### THE TASK
Copy the following data line for line, changing nothing.

### RECORDED INFORMATION

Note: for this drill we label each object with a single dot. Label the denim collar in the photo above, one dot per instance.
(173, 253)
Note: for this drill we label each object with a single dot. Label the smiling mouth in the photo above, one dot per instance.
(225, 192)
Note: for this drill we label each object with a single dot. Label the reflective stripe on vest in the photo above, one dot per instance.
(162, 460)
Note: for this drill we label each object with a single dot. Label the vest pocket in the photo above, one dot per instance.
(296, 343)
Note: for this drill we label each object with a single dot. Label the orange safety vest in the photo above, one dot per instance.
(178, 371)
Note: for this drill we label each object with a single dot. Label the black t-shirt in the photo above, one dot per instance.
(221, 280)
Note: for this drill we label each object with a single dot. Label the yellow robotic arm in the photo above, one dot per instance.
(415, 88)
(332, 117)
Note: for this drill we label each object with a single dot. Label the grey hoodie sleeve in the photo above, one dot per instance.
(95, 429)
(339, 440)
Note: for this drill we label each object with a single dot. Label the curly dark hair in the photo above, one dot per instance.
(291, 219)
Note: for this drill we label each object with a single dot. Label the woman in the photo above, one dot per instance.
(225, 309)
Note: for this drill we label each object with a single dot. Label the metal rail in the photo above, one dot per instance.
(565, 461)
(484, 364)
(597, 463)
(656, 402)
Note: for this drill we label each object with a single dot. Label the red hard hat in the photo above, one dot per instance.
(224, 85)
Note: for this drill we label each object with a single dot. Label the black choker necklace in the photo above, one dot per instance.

### SOLUTION TO THE PROBLEM
Note: for this drill we label each object with a single dot. Label the denim collar in the photo above, one dot per instance.
(173, 253)
Note: for this drill we label each object with a single dot. Label the smiling mouth in the photo above, one dot per instance.
(225, 192)
Note: for this drill we label each object with a single dot. Label the reflective stripe on vest in the photo above, one dot per instance.
(162, 460)
Note: for this drill we label each object with a single dot. Label the vest pocket in the photo above, one dot per instance.
(296, 343)
Note: for this drill we label each object with a single dot. Label the orange safety vest in the photo above, one dot per instance.
(178, 371)
Note: for this drill we label each object with a single dot. Label the black t-shirt in the photo above, one dot per instance.
(221, 280)
Note: for this drill we label each object with a single dot. Label the yellow robotic arm in the photo above, one dot per instance.
(415, 88)
(332, 117)
Note: for this drill we label each object with a single dot. Label the grey hoodie sleeve in the photo above, one dot per instance.
(95, 429)
(339, 440)
Note: for this drill we label each object with a single dot. Label the curly dark hair in the photo above, one dot per instance.
(291, 219)
Note: for this drill we label each object with a single dot. Label the woman in the photo above, one dot per instance.
(225, 309)
Note: for this drill we label each object with a single dot. Label the metal rail in the photo above, one dot per instance.
(565, 461)
(484, 364)
(597, 463)
(656, 402)
Note: for this drill we label each object with a single dot. Label the red hard hat in the photo above, one dot per instance.
(224, 85)
Note: for this drill we label each object with a single dot. Label the black choker necklace in the photo above, one dot per instance.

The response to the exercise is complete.